Extracted entries Block Start

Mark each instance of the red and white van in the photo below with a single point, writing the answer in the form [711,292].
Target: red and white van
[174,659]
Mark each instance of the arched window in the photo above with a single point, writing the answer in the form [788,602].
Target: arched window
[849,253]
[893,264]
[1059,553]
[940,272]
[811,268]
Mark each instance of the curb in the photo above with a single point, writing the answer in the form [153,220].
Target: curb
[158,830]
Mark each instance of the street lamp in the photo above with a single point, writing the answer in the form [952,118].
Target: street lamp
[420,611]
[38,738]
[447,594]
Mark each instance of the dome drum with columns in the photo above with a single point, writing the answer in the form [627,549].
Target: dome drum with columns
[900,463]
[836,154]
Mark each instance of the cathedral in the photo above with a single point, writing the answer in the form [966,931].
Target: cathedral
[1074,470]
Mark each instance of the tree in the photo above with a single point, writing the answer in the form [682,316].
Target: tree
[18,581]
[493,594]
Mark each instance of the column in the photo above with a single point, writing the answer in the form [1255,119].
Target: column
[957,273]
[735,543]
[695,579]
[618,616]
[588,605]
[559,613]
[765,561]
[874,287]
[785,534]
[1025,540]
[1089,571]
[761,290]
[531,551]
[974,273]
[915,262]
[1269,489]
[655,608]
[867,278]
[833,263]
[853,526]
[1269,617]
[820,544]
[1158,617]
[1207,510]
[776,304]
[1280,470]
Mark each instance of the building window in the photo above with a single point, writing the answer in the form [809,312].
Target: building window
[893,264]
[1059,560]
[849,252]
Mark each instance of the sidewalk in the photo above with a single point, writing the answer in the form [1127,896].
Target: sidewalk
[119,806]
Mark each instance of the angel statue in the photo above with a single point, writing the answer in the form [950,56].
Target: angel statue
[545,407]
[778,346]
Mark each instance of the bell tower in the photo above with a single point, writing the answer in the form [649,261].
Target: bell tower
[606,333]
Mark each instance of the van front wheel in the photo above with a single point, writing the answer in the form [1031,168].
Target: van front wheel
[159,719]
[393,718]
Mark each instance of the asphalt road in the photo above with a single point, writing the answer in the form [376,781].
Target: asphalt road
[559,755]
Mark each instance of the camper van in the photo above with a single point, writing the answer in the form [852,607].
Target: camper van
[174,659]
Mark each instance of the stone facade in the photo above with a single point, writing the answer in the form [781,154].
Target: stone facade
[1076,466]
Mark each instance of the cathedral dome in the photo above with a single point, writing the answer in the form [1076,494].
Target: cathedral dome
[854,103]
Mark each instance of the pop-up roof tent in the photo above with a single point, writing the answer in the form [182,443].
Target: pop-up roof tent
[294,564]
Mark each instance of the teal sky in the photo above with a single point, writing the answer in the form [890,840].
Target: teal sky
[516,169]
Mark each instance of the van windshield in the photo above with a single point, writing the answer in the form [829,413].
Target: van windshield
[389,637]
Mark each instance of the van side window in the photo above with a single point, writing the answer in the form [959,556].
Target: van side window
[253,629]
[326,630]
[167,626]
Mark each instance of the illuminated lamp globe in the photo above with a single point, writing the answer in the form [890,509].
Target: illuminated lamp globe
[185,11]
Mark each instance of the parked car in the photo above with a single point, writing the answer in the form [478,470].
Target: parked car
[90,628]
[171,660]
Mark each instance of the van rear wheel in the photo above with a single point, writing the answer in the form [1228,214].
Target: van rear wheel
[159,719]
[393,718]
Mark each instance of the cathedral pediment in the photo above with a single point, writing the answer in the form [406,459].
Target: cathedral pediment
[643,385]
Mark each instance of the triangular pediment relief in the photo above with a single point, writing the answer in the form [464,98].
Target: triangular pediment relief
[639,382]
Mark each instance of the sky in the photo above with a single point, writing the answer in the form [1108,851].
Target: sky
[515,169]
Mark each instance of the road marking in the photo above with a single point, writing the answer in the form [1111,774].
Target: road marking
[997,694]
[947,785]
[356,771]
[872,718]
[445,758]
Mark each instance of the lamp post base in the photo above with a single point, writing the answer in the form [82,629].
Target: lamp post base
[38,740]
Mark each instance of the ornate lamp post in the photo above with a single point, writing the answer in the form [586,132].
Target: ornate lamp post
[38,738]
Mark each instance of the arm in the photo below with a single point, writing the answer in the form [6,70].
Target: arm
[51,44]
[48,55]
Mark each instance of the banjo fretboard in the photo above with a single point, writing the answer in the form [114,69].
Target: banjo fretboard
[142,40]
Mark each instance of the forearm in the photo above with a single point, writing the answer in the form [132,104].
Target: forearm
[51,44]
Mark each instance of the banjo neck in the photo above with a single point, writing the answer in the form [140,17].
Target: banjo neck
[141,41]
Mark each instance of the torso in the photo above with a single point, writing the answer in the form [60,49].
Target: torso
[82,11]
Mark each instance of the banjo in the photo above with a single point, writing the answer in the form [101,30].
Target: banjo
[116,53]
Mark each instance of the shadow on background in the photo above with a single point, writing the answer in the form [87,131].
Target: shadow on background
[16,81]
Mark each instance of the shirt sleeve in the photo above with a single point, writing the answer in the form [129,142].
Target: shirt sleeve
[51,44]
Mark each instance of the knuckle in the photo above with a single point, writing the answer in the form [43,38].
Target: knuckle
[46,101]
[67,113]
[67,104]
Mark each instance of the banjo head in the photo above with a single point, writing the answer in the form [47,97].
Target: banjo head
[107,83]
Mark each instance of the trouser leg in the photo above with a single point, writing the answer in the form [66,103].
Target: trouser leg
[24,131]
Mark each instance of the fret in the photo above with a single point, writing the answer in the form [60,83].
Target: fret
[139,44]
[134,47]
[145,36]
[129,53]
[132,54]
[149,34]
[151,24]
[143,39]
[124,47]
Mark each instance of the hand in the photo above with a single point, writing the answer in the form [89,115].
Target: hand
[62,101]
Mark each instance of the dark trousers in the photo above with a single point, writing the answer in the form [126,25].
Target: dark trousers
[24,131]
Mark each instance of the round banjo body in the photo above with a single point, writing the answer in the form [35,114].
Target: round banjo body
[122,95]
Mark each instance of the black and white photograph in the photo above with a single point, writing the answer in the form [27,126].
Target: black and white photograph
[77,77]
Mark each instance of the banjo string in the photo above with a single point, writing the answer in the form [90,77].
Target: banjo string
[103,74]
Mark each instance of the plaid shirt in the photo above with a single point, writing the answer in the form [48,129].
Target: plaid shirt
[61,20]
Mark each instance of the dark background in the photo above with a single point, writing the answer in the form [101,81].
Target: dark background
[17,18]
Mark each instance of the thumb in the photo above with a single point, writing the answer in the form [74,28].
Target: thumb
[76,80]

Extracted entries Block End

* [Work to be completed]:
After the last line of the data, restate all the entries verbatim.

* [Response for this exercise]:
Mark each instance of the red and white van in the photo below with a single point, writing the answer in the form [711,292].
Target: red and white van
[174,659]
Mark each instance of the arched window in the photo above with a single point, writing the answer in the form [788,602].
Target: arched window
[849,253]
[893,264]
[1059,553]
[940,272]
[811,268]
Mark each instance of the curb in the photo above with a single point, writing the answer in the form [153,220].
Target: curb
[158,830]
Mark each instance of the street lamp in the photo above with a single point, writing the answer in the form [952,118].
Target: street lamp
[420,611]
[38,738]
[447,594]
Mark each instance of the dome drum with columns in the photo above with a single point, writing the answer in the form [627,549].
Target: dome drum with columns
[900,463]
[836,154]
Mark each instance of the cathedral in the photo above with a single point, writing the answer in the form [966,931].
Target: cathedral
[1074,470]
Mark each instance of the tree in the photo above with a single point, writing the answer in the form [682,316].
Target: tree
[18,581]
[493,594]
Mark each instance of the column in the photo above with a single point, writing the answer in the form [1255,119].
Target: column
[957,273]
[735,543]
[695,579]
[618,616]
[588,605]
[559,613]
[765,561]
[874,287]
[785,534]
[1025,540]
[1089,571]
[761,290]
[531,551]
[974,273]
[915,262]
[1269,489]
[655,608]
[867,278]
[833,263]
[853,526]
[1269,617]
[820,544]
[1158,617]
[1207,510]
[776,304]
[1280,470]
Mark each instance of the building window in the photo above with a single point, writing the answer in the form [809,312].
Target: building window
[893,264]
[1059,560]
[849,252]
Mark each instance of the sidewalk in the photo above with a single point, writing the answer in the form [1127,896].
Target: sidewalk
[119,806]
Mark each instance of the angel statue in the photo above with a single point, writing the answer in the form [950,56].
Target: angel statue
[545,407]
[778,346]
Mark each instance of the bell tower in the photo above with a single point, writing the answer in the form [649,261].
Target: bell tower
[606,333]
Mark each instance of the van front wheel in the photo above with a single point, writing the answer in the form [1031,168].
Target: van front wheel
[159,719]
[393,718]
Mark each instance of the asphalt road in the photo above with a single point, writing the answer in the form [376,781].
Target: asphalt road
[559,755]
Mark each instance of the camper van in the photo above with a single point, writing the answer in the form [852,607].
Target: camper van
[174,659]
Mark each instance of the stone facade in the photo above with a single point, writing the answer in the form [781,154].
Target: stone facade
[1076,466]
Mark each instance of the cathedral dome in the photo above with a single point, writing the answer in the form [1076,494].
Target: cathedral dome
[854,103]
Mark each instance of the pop-up roof tent in the photo above with a single point, writing the answer in the form [182,443].
Target: pop-up roof tent
[294,564]
Mark each instance of the teal sky in the photo above with a single point, writing the answer in the form [890,840].
Target: teal sky
[516,169]
Mark each instance of the van windshield in the photo above with a single point, writing the answer in the form [829,413].
Target: van windshield
[389,637]
Mark each instance of the van side window in the photo above with a single point, writing the answer in the form [959,556].
Target: van side window
[253,629]
[326,630]
[167,626]
Mark each instance of the illuminated lamp globe in the photo above with a single point, writing the answer in the form [890,509].
Target: illuminated lamp globe
[185,11]
Mark each instance of the parked car in the photo above with a single point, writing the answer in the form [478,470].
Target: parked car
[90,628]
[171,660]
Mark each instance of the van rear wheel in the photo above with a single point, writing the answer in the form [1228,214].
Target: van rear wheel
[159,719]
[393,718]
Mark each instance of the cathedral pediment in the photo above with a single point, writing the answer in the form [406,459].
Target: cathedral pediment
[643,385]
Mark each instance of the triangular pediment relief in the photo above with a single point, writing the answer in the form [464,98].
Target: triangular pediment relief
[639,382]
Mark each instance of the sky in the photo above with a single point, writing the answer in the form [1108,851].
Target: sky
[515,169]
Mark each instance of the road marking in the photo above with a single point, writing the answer in the form [1111,774].
Target: road marking
[997,694]
[947,785]
[356,771]
[872,718]
[445,758]
Mark each instance of the lamp post base in the photo above with a single point, writing the answer in the form [82,629].
Target: lamp post base
[38,740]
Mark each instance of the ornate lamp post in the photo above with a single point, writing the answer in the form [586,132].
Target: ornate lamp post
[38,738]
Mark each instance of the arm in the photo below with a single point, writing the answer in the form [6,70].
Target: arm
[51,44]
[48,55]
Mark each instance of the banjo fretboard in the photo above with a single point, writing the answer in the form [114,69].
Target: banjo fretboard
[142,40]
Mark each instance of the forearm in the photo above with a single point, writing the answer in the form [132,104].
Target: forearm
[51,44]
Mark each instance of the banjo neck in the photo above with a single point, writing the answer in the form [140,17].
Target: banjo neck
[141,41]
Mark each instance of the torso in the photo above with a single point, writing the answer in the form [60,49].
Target: torso
[82,11]
Mark each instance of the banjo in the photo above with a single point, writing the answer in the form [101,30].
Target: banjo
[116,53]
Mark each instance of the shadow on background in the photo above with a single point, writing the answer in the form [87,131].
Target: shadow on background
[16,81]
Mark each instance of the shirt sleeve in the photo above with a single point, writing the answer in the form [129,142].
Target: shirt sleeve
[51,44]
Mark each instance of the knuckle in the photo above with a single point, writing the answer in the form [43,38].
Target: knuckle
[46,101]
[67,113]
[67,104]
Mark each instance of the banjo head in the photo above with a single point, writing the answer in the form [47,97].
Target: banjo head
[107,83]
Mark each instance of the trouser leg in the photo above with a single point, writing the answer in the form [66,103].
Target: trouser leg
[24,131]
Mark each instance of the fret in the photo above with a single point, writing the answer in the form [60,83].
Target: fret
[139,44]
[134,47]
[145,36]
[129,53]
[132,54]
[149,34]
[151,24]
[143,39]
[124,47]
Mark each instance of the hand in the photo above with a single point, writing the answer in the form [89,115].
Target: hand
[62,101]
Mark each instance of the dark trousers in the photo above with a single point, writing the answer in the form [126,25].
Target: dark trousers
[24,131]
Mark each instance of the round banjo body in the photo above with a single point, writing the answer in the form [35,114].
Target: round banjo body
[122,95]
Mark each instance of the black and white photograph in the photo above with a single point, writing the answer in the form [27,126].
Target: black and white photograph
[77,77]
Mark each instance of the banjo string in the photo above with a single point, writing the answer in the form [90,77].
Target: banjo string
[103,74]
Mark each instance of the plaid shirt in the photo above with a single point, writing the answer in the form [48,129].
Target: plaid shirt
[61,20]
Mark each instance of the dark background in the photo above with a single point, writing the answer in the form [101,81].
Target: dark background
[17,18]
Mark each instance of the thumb in the photo above with a single point, writing the answer in the form [74,28].
Target: thumb
[76,80]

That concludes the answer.